▶ **Directive**
Rewrite the items below, replacing "innermost point" with "central point" everywhere it occurs and leaving everything else unchanged.

▶ **Entries pointing to labeled objects**
# # # # #
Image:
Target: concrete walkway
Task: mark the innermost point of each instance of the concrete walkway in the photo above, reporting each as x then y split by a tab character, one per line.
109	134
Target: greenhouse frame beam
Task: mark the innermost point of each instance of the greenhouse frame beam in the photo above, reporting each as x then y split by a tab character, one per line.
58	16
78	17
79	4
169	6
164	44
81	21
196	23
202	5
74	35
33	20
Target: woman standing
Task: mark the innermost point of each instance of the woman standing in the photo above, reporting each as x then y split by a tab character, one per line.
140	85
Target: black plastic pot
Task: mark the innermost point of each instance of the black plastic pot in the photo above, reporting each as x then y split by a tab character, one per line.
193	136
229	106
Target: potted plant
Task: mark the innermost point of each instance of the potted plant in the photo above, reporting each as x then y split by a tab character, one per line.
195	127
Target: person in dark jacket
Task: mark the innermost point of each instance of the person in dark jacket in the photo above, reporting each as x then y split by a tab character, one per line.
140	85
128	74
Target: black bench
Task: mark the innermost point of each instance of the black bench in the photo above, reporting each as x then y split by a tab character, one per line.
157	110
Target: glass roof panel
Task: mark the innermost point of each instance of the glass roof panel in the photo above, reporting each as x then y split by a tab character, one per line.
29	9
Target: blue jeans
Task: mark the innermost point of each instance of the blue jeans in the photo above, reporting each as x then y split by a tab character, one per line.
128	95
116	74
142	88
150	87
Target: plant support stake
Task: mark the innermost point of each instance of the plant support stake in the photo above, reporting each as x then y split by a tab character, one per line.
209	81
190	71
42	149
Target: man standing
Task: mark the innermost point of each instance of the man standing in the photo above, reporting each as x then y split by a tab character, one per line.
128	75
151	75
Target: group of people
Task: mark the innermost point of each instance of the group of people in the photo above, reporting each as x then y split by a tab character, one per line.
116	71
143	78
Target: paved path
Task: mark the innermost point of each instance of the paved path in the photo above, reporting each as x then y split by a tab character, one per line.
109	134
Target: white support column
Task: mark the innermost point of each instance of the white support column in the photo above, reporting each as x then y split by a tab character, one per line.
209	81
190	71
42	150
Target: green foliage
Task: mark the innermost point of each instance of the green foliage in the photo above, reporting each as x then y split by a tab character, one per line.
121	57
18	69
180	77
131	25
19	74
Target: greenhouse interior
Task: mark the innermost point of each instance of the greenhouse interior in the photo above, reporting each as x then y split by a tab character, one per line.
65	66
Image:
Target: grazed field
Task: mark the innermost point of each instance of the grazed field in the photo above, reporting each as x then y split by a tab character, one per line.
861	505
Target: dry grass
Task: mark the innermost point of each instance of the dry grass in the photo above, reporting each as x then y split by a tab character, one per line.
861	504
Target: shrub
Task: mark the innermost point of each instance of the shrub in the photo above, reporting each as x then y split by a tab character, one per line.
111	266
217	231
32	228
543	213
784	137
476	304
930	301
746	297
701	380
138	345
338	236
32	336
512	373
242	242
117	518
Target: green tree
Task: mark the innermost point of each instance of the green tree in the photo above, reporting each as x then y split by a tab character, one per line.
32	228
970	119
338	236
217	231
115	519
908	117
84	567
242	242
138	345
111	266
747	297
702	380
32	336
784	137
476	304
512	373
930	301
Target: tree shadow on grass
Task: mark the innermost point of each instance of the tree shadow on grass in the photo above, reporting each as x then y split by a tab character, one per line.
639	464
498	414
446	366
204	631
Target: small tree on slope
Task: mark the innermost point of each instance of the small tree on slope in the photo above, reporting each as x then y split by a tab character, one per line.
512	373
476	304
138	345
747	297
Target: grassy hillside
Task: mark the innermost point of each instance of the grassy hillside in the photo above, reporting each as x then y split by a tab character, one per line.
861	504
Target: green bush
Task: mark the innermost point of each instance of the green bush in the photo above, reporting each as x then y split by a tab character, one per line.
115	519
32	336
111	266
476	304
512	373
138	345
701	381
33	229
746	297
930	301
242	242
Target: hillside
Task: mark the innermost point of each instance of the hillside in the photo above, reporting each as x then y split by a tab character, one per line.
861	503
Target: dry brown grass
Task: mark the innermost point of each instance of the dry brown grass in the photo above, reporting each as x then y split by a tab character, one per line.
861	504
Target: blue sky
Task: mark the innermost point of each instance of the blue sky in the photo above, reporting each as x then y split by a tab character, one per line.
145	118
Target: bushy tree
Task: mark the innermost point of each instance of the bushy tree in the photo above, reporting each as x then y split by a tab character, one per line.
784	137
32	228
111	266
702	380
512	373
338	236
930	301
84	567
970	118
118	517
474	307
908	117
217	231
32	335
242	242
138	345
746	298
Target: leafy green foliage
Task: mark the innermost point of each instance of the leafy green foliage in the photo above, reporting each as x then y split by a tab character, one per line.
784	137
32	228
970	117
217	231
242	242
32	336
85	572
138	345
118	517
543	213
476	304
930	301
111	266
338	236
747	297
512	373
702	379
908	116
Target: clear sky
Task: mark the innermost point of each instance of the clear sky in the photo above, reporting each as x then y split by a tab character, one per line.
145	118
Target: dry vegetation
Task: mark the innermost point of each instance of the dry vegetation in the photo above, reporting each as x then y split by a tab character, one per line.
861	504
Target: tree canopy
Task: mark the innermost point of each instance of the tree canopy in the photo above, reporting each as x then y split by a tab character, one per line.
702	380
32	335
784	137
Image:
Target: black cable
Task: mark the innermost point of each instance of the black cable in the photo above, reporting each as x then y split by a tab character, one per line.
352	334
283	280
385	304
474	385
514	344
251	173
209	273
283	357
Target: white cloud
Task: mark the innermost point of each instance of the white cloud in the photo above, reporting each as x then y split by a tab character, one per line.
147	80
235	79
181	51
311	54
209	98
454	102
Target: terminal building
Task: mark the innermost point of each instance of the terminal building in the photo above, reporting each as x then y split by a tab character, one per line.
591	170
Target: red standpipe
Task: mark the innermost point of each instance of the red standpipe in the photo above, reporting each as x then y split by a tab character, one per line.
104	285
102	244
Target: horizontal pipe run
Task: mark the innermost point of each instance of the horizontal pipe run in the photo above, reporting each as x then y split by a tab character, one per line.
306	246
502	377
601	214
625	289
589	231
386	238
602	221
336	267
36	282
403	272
# # # # #
▶ **Task solution**
Image:
Target: concrete walkway
Task: mark the central point of each instance of the concrete walkway in the photo above, reporting each as x then y split by a tab character, one per line.
109	134
Target: greenhouse frame beam
Task: mark the central point of each instance of the greenhouse frame beam in the photo above, reporting each as x then y split by a tab character, one per line.
58	16
78	17
79	4
169	6
164	44
81	21
196	23
202	5
74	35
33	20
Target: woman standing
Task: mark the central point of each instance of the woman standing in the photo above, reporting each as x then y split by a tab character, one per line.
140	85
Target: black plastic pot
Task: mark the central point of each instance of the black plastic pot in the photo above, reporting each as x then y split by a tab character, one per line.
193	136
229	106
Target: potted plant
Task: mark the central point of each instance of the potted plant in the photo above, reporting each as x then y split by a tab character, one per line.
195	127
Target: person in dark jacket
Task: mark the central point of each instance of the person in dark jacket in the photo above, reporting each as x then y split by a tab character, one per line.
140	85
128	74
Target: black bench
Task: mark the central point of each instance of the black bench in the photo above, reporting each as x then y split by a tab character, one per line.
157	110
Target: glass roof panel
Task: mark the central point of each instance of the glass roof panel in the photo above, reporting each as x then y split by a tab character, one per line.
29	9
Target: blue jeans
Task: mark the central point of each instance of the blue jeans in the photo above, reporting each as x then y split by a tab character, one per line.
128	95
116	74
142	88
150	87
Target: plant support stake
Task: mark the central point of each instance of the plant support stake in the photo above, reporting each as x then y split by a tab character, one per line.
209	81
190	71
42	149
Target: man standing
Task: mark the central point of each instance of the man standing in the photo above, reporting each as x then y split by a tab character, one per line.
128	75
151	75
Target: group of people
Task: mark the central point of each instance of the group of people in the photo above, reporting each as x then y split by a tab character, one per line.
116	71
143	78
Target: paved path
Task: mark the central point of each instance of the paved path in the photo above, reporting each as x then y split by a tab character, one per line.
109	134
Target: white support column
Task: mark the central point of each instance of the white support column in the photo above, reporting each as x then y split by a tab character, one per line.
209	81
190	71
42	150
Target: green foliage
Task: mark the central point of each instance of the green foliage in the photo above, reporting each as x then y split by a tab character, one per line.
121	57
18	69
180	77
131	25
19	74
Target: greenhouse interior
Task: mark the central point of each instance of the greenhouse interior in the photo above, reporting each as x then y split by a tab character, one per line.
65	66
Image:
Target: grazed field
Task: mark the central point of each instance of the grazed field in the photo above, reporting each as x then y split by a tab character, one per line.
861	505
Target: dry grass
Task: mark the central point of each instance of the dry grass in the photo above, reporting each as x then y split by a tab character, one per line.
861	504
Target: shrub
Task: mark the central point of each instance of the shrub in the photo above, reporting each as x then y split by a tab character, one per line.
111	266
217	231
32	228
543	213
784	137
476	304
930	301
746	297
701	380
138	345
338	236
32	336
512	373
242	242
117	518
Target: green tree
Task: mark the central point of each instance of the green tree in the photo above, reporting each as x then y split by a tab character, one per line.
32	228
970	119
338	236
217	231
115	519
908	117
84	567
242	242
138	345
111	266
747	297
702	380
32	336
784	137
476	304
512	373
930	301
Target: tree shadow on grass
Task: mark the central point of each instance of the tree shadow on grass in the photo above, reporting each as x then y split by a tab character, one per line.
639	464
498	414
446	366
204	631
Target: small tree on slope
Task: mark the central point of each instance of the small tree on slope in the photo above, reporting each as x then y split by a tab character, one per line.
512	373
476	304
138	345
747	297
Target: grassy hillside
Task: mark the central point of each instance of the grassy hillside in the photo above, reporting each as x then y split by a tab character, one per line.
861	504
Target: green bush
Task: mark the central point of each instance of the green bush in the photo above, reporting each as x then y split by a tab character, one per line.
115	519
32	336
111	266
476	304
512	373
138	345
701	381
33	229
746	297
930	301
242	242
Target: hillside
Task: mark the central point of each instance of the hillside in the photo above, reporting each as x then y split by a tab character, one per line.
861	503
Target: dry brown grass
Task: mark the central point of each instance of the dry brown grass in the photo above, reporting each as x then y split by a tab character, one per line.
861	504
Target: blue sky
Task: mark the central point of each instance of the blue sky in the photo above, reporting each as x then y split by a tab character, one per line.
145	118
Target: bushy tree
Task: mark the central point of each instance of the bushy tree in the photo above, reporting each as x then y split by a tab character, one per line.
784	137
32	228
111	266
702	380
512	373
338	236
930	301
84	567
970	118
118	517
474	307
908	117
217	231
32	335
242	242
138	345
746	298
Target: leafy green foliage
Task: mark the central point of each instance of the leafy green foliage in the photo above, reporting each as x then y split by a tab character, one per line.
784	137
32	228
970	117
217	231
242	242
32	336
85	572
138	345
118	517
543	213
476	304
930	301
111	266
338	236
747	297
512	373
702	379
908	116
Target: clear sky
Task: mark the central point of each instance of the clear sky in the photo above, reporting each as x then y split by a tab character, one per line.
145	118
Target: dry vegetation
Task: mark the central point of each instance of the dry vegetation in the photo above, reporting each as x then y split by a tab character, one per line.
861	504
Target: tree canopy
Task: mark the central point of each instance of the tree canopy in the photo above, reporting each as x then y split by a tab character, one per line.
702	380
32	335
784	137
Image:
Target: black cable
Task: mark the central point of each instance of the black cable in the photo above, reporting each as x then y split by a tab character, one per line.
352	334
283	280
385	304
474	385
514	344
251	173
209	273
283	357
Target: white cloud
Task: mark the central point of each instance of the white cloud in the photo above, reporting each as x then y split by a tab character, one per line.
147	80
235	79
181	51
311	54
209	98
454	102
Target: terminal building
Task: mark the central point of each instance of the terminal building in the photo above, reporting each as x then y split by a tab character, one per line.
591	170
Target: red standpipe
Task: mark the central point of each instance of the red standpipe in the photo above, reporting each as x then y split by a tab character, one per line.
104	285
102	244
Target: horizontal pipe run
Task: mark the central point of each instance of the horizontal pipe run in the photo above, reporting each as x then y split by a tab character, one per line.
306	246
502	377
601	214
625	289
589	231
386	238
602	221
336	267
36	282
403	272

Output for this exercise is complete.